## Excerpted passage
+++++
El Salvador Taps New DC Lobbyist in Pivot to Biden

Nov 19, 2020
11:52 AM

In this February 9, 2020 file photo, El Salvador’s President Nayib Bukele, accompanied by members of the armed forces, speaks to supporters outside Congress in San Salvador, El Salvador. (AP Photo/Salvador Meléndez, File)

MIAMI (AP) — El Salvador has awarded a $780,000 lobby contract to a three-week old Washington firm set up to promote investment as President Nayib Bukele, a staunch Trump ally, seeks to pivot toward Joe Biden’s $4 billion development plan to stop the flow of migration from Central America.

The new entity, Invest El Salvador, is the third to have registered as a foreign agent of El Salvador since August with contracts totaling more than $1.6 million.

Invest El Salvador will “inform the U.S. public, government officials, and the media about the importance of fostering strong dialogue between the U.S. and El Salvador, and promoting direct foreign investment,” according to Department of Justice filings last week. The one-year contract, which has not been previously reported, was signed by a Bukele aide on November 5.

The firm’s sole employee and executive director is Brian Dean, a Latin American specialist who led the state of Florida’s efforts to expand trade in the region when Jeb Bush was governor. The group’s board includes fellow Republican David Metzner, the managing partner of ACG Analytics, a political consulting firm in Washington where Dean said he worked until now.
+++++
## Stored data

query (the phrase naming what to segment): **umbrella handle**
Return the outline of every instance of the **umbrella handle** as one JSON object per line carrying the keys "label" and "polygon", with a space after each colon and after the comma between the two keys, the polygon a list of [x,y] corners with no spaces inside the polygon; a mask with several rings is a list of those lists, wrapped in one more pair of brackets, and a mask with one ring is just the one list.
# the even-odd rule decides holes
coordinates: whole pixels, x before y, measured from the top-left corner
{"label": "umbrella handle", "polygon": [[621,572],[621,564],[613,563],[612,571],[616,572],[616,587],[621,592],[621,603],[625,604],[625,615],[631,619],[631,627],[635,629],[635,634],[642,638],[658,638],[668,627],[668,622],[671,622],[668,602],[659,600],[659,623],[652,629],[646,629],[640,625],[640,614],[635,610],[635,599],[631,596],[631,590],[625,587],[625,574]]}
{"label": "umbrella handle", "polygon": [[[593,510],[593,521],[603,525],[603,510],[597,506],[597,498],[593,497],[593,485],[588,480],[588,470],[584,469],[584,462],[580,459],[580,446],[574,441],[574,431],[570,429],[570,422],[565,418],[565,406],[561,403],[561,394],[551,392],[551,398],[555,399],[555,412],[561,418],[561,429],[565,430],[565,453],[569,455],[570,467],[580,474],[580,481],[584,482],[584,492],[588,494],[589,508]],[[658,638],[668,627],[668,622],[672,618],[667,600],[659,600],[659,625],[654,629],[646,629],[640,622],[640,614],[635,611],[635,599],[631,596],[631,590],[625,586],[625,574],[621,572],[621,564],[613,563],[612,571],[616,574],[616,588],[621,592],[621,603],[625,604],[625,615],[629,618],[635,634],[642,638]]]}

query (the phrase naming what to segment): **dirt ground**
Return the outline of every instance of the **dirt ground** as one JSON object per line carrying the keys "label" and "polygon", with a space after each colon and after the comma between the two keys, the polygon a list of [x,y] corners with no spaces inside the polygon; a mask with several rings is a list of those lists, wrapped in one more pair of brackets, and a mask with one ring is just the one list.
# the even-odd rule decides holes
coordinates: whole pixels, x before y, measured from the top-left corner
+++++
## Task instructions
a – Answer these questions using the article about El Salvador's new Washington lobbyist:
(i) What is the dollar value of the contract awarded to Invest El Salvador?
(ii) Who signed the contract, and on what date?
(iii) Who is the firm's sole employee and executive director?
b – Extend the article about El Salvador's new Washington lobbyist past its final paragraph.

## Answers provided
a –
(i) $780,000
(ii) A Bukele aide signed it on November 5.
(iii) Brian Dean

b –
Bukele, 39, took office in 2019 vowing to rescue El Salvador from the deep divisions left by uncontrolled gang violence and systemic corruption in both right and left-wing governments that followed the end of a bloody civil war in 1992.

While he remain popular at home, he’s drawn criticism from U.S. lawmakers —mostly Democrats but some Republicans as well— for allegedly taking El Salvador down an authoritarian path, especially after he sent heavily armed troops in February to surround the congress to pressure lawmakers into approving a loan to fund the fight against gangs. His strict lockdown to slow the spread of the coronavirus has also proven controversial.

Bukele’s office did not respond to requests for comment.

Dean told the AP that Bukele considers much of the criticism in Washington of his record “irritating” and based on a flawed understanding of his policies.

“I have no doubt about his commitment to democracy and rooting out corruption,” Dean said. “The rest is just semantics and color.”

Biden as vice president aggressively pushed a $750 million package to Central America to attack the root causes of migration—a sharp contrast to the Trump administration’s hardline policies that Bukele supported by signing a bilateral agreement that would allow the U.S. to send asylum seekers from other countries to El Salvador.

As president, Biden has vowed to expand aid to $4 billion, with a focus on mobilizing private investment, strengthening the rule of law and rooting out corruption.

“Biden’s goals are absolutely in line with what’s going on in El Salvador,” he said.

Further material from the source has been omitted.